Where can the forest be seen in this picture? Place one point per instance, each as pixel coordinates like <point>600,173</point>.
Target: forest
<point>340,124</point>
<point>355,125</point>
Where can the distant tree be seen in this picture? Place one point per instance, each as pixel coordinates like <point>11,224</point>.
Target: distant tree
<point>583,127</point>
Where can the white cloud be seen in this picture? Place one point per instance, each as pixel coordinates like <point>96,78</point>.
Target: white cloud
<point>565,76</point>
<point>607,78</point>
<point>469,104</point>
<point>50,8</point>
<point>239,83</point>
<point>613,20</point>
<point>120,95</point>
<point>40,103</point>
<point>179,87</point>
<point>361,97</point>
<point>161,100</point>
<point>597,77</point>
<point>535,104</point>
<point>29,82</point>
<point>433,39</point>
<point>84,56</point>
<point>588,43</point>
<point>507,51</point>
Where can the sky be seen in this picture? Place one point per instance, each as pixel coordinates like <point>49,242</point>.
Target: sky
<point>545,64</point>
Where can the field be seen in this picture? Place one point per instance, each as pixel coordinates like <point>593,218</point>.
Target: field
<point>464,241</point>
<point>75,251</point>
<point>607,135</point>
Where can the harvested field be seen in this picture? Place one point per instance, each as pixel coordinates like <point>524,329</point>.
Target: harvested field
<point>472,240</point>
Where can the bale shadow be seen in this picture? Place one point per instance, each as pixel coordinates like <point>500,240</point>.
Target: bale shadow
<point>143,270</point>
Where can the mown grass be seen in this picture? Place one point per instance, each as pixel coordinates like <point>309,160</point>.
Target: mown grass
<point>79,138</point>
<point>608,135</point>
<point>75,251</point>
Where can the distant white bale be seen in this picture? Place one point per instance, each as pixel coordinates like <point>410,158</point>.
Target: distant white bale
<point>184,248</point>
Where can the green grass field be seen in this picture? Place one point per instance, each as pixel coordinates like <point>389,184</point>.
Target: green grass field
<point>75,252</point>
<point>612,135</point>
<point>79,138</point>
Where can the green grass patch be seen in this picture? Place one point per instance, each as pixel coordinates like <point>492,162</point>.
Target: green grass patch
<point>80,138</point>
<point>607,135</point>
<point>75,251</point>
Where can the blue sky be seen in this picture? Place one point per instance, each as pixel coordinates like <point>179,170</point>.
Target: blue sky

_TASK PROMPT_
Reproduce the data above in full, substituting "woodland" for every occurrence of "forest" and changing nothing else.

_SOLUTION TO THIS TASK_
Where can the woodland be seen in this picture? Place one point per instance, each as pixel coordinates like <point>600,173</point>.
Target: woodland
<point>340,124</point>
<point>355,125</point>
Where can the distant tree be seen in this picture? Place one point per instance, each as pixel coordinates like <point>11,224</point>.
Target: distant tree
<point>583,127</point>
Where can the white cloud be seen in this picture? Place one point per instance, each as pixel coordinates like <point>96,78</point>.
Target: white cloud
<point>565,76</point>
<point>607,78</point>
<point>469,104</point>
<point>50,8</point>
<point>239,83</point>
<point>613,20</point>
<point>120,95</point>
<point>40,103</point>
<point>179,87</point>
<point>361,97</point>
<point>161,100</point>
<point>597,77</point>
<point>535,104</point>
<point>29,82</point>
<point>433,39</point>
<point>84,56</point>
<point>588,43</point>
<point>507,51</point>
Where can the sky be seen in this picture? Place one point per instance, each as pixel coordinates like <point>49,242</point>.
Target: sky
<point>545,64</point>
Where can the field be seen in this picture? Place one point per instance, each as pixel coordinates like <point>593,218</point>.
Target: field
<point>464,241</point>
<point>75,251</point>
<point>607,135</point>
Where can the harvested field be seen in this picture? Place one point per instance, each as pixel coordinates like <point>524,329</point>.
Target: harvested field
<point>472,240</point>
Where can the bale shadow be seen in this picture? Place one point per instance, each as pixel coordinates like <point>500,240</point>.
Target: bale shadow
<point>143,270</point>
Where can the mown grass be seen in this picture? Place one point per instance, each as pixel coordinates like <point>309,160</point>.
Target: mown grass
<point>79,138</point>
<point>608,135</point>
<point>75,251</point>
Where can the distant white bale be seen in this picture? Place one point per instance, each as pixel coordinates like <point>410,158</point>.
Target: distant white bale
<point>184,248</point>
Where can the green grass field be seen in this picture? Place one point per instance, each as pixel coordinates like <point>389,184</point>.
Target: green grass field
<point>75,252</point>
<point>612,135</point>
<point>79,138</point>
Where can the green grass patch be seen in this picture? Place one point per instance, each as pixel coordinates like <point>492,162</point>.
Target: green grass patch
<point>80,138</point>
<point>607,135</point>
<point>75,251</point>
Where can the blue sky be seen in this picture? Place one point per instance, each as pixel coordinates like <point>179,170</point>.
Target: blue sky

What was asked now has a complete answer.